• What is required: Below are some entries. Repeat exactly the lines from the one with "[locate] bare tree" through the one with "[locate] shrub (give", and only those.

[Start of section]

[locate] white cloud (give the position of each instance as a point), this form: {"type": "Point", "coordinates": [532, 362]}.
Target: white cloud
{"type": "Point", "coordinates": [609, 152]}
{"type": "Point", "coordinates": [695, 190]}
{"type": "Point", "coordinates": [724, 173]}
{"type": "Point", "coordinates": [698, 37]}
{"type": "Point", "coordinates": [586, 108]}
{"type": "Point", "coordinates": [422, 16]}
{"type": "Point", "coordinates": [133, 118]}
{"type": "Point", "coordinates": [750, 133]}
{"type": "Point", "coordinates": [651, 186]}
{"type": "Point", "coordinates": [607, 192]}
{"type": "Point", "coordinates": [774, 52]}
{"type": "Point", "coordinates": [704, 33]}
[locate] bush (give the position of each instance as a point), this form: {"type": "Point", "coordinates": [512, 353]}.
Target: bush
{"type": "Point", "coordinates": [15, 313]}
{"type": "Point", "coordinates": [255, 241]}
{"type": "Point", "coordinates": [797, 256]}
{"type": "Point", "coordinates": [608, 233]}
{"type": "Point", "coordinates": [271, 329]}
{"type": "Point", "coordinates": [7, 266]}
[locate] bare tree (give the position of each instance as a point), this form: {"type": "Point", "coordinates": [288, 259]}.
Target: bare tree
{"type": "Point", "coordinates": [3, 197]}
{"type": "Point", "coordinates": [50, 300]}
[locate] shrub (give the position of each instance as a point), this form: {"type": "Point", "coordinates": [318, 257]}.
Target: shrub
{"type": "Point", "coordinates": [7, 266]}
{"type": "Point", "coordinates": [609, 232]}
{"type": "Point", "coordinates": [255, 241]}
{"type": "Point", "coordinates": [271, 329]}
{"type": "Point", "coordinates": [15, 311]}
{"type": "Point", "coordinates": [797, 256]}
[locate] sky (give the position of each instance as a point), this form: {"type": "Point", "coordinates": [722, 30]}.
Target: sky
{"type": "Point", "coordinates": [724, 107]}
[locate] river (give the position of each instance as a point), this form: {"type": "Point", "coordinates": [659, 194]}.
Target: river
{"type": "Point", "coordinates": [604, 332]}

[End of section]
[Start of section]

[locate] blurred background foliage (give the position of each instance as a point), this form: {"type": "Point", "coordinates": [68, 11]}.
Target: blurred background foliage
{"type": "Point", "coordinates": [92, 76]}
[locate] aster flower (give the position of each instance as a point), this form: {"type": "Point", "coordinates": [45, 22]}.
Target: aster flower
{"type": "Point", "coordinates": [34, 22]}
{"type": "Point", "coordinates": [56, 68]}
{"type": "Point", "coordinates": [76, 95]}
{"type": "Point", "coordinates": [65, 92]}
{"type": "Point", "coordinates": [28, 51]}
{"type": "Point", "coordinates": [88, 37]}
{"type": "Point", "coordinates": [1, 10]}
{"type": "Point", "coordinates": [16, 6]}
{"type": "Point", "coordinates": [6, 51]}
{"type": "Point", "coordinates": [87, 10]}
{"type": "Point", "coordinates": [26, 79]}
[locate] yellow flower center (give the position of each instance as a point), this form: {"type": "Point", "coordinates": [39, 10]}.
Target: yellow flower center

[End of section]
[Start of section]

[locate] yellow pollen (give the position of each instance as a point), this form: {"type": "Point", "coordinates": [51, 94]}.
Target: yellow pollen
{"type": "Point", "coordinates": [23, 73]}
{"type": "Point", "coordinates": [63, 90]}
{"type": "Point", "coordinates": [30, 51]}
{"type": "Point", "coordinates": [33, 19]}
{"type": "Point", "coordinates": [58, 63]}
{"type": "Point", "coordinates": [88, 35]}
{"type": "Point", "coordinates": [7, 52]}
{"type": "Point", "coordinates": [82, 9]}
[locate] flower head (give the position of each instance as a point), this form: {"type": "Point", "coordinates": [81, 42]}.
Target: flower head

[End of section]

• The answer:
[locate] bare tree (give the position of each instance as a point), this form: {"type": "Point", "coordinates": [288, 259]}.
Target: bare tree
{"type": "Point", "coordinates": [3, 197]}
{"type": "Point", "coordinates": [50, 300]}
[locate] shrub (give the position of each instance as a point), this form: {"type": "Point", "coordinates": [318, 257]}.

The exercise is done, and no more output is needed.